[SET EXERCISE]: Copy the rows below word for word, from the line containing "the badge holder." through the last row.

╭─ STORED DATA

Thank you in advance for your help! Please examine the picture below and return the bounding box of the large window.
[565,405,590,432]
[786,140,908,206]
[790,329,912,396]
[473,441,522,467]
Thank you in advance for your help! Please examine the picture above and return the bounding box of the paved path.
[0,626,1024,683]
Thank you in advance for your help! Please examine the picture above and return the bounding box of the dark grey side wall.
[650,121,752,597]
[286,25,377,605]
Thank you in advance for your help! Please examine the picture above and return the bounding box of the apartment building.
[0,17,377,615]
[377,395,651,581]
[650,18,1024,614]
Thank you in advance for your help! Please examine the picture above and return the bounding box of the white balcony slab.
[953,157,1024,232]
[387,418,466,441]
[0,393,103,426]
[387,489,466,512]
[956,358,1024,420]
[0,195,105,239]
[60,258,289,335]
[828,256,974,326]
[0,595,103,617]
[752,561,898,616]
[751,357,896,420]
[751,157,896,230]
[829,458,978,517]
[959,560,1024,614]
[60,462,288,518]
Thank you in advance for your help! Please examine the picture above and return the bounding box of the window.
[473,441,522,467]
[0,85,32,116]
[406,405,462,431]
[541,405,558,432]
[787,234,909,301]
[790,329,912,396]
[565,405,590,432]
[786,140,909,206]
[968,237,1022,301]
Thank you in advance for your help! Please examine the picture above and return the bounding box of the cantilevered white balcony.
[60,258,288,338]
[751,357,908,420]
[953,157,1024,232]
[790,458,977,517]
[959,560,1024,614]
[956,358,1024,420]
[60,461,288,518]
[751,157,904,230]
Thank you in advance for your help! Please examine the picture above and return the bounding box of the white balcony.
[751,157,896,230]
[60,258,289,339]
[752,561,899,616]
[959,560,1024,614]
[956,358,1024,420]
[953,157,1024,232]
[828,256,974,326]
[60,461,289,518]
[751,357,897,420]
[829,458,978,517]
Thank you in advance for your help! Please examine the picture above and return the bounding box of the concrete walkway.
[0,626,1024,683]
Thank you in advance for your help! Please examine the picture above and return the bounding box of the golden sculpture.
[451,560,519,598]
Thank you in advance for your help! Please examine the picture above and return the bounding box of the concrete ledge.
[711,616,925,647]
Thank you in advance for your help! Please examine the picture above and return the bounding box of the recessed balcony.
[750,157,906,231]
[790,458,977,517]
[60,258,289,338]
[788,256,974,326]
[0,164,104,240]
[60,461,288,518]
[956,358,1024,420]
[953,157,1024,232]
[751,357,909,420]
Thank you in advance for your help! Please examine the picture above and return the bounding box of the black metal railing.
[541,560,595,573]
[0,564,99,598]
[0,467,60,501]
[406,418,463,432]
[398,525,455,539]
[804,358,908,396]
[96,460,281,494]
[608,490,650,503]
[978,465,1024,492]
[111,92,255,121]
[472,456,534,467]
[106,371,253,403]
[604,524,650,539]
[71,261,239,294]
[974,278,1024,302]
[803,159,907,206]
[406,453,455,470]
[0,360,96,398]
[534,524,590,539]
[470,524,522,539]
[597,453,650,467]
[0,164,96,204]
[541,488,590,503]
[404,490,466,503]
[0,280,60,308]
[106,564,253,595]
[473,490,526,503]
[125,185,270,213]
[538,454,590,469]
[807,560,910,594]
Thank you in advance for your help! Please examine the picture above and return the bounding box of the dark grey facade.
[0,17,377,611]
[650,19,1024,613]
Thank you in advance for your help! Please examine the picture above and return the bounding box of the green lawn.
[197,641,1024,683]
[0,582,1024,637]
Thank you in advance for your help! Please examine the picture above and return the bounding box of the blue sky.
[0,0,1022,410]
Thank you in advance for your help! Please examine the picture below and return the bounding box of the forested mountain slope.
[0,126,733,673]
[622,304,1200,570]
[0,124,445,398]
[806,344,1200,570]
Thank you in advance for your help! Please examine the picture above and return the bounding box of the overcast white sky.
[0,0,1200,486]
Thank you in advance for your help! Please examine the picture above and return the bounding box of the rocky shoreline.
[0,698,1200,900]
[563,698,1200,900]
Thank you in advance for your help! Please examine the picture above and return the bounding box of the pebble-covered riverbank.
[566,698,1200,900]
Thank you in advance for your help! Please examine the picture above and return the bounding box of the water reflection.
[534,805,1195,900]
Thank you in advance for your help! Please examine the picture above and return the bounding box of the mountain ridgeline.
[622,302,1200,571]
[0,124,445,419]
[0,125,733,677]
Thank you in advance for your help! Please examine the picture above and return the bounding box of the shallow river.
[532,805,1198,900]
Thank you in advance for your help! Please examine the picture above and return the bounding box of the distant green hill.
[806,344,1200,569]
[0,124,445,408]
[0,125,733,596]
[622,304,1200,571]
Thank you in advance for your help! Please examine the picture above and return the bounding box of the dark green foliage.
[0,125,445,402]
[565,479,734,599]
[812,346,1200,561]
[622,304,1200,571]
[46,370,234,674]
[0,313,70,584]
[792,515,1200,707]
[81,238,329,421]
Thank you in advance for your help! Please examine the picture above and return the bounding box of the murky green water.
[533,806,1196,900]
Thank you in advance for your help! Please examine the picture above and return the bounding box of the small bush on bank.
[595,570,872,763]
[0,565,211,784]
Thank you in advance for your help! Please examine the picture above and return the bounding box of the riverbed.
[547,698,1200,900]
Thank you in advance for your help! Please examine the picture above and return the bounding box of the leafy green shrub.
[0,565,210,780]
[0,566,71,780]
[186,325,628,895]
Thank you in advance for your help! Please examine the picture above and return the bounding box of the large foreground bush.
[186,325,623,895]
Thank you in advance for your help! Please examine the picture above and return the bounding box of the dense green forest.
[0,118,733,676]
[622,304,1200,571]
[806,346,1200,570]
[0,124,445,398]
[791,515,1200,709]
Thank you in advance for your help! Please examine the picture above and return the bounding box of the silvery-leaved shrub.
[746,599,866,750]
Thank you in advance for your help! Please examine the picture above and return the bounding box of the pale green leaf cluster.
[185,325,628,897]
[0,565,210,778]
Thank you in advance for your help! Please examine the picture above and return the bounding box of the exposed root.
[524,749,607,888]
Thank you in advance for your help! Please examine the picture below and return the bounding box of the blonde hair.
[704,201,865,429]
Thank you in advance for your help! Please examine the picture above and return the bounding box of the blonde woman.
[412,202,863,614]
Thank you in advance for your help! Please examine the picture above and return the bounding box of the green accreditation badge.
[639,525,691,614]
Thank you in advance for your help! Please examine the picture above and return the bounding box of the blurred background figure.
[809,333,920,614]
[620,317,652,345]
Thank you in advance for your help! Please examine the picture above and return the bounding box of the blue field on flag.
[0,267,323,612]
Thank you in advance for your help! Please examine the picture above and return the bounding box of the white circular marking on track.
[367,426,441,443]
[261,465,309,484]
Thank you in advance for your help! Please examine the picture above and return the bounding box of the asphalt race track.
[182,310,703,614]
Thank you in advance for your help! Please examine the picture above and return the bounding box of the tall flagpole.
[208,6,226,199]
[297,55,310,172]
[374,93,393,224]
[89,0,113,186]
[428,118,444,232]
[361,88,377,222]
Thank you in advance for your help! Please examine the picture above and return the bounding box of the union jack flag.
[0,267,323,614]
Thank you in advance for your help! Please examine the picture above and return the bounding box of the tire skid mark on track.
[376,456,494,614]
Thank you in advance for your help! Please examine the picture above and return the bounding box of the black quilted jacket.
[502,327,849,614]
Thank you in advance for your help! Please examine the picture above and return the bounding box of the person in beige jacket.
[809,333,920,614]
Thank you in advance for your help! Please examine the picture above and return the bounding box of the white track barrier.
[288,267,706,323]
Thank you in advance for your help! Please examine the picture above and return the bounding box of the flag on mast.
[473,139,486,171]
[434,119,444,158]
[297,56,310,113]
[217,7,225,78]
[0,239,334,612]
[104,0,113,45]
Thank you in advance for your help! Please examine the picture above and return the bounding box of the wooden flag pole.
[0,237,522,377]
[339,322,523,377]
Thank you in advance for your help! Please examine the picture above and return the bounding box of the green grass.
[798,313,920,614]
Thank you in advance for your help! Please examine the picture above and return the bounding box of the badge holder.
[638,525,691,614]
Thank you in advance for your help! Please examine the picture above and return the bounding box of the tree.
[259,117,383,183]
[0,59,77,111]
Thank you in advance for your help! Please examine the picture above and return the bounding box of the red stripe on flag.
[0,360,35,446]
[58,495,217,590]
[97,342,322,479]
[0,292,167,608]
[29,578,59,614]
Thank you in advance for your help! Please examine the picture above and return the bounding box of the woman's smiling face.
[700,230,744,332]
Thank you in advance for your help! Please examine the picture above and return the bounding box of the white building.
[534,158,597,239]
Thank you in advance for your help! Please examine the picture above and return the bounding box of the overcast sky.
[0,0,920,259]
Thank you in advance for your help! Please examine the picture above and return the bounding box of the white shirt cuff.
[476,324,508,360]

╰─

[EXPECTED ANSWER]:
Thank you in advance for your help! Please examine the picture above and return the bounding box of the badge holder.
[638,525,691,614]
Thank you in advance for your help! Please examine the picture above and return the bounding box of the tree.
[259,117,383,183]
[0,59,77,111]
Thank you in advance for your help! Please examine the picture above and return the bounding box of the red stripe on flag.
[0,360,35,446]
[58,495,217,590]
[97,342,322,479]
[0,292,167,608]
[29,578,59,614]
Thank you in advance for your help! Please examine the picture above and return the bounding box of the woman's smiling face.
[700,230,744,332]
Thank you in advance for your help! Please examine the picture above and return the bounding box of the white building.
[534,158,597,239]
Thank you in advance for your help! Please examine the picture above and return the bounding box of the overcast sky.
[0,0,920,259]
Thank you in advance for your help! Please examine the picture above and return the bounding box of the white shirt cuff.
[476,324,508,360]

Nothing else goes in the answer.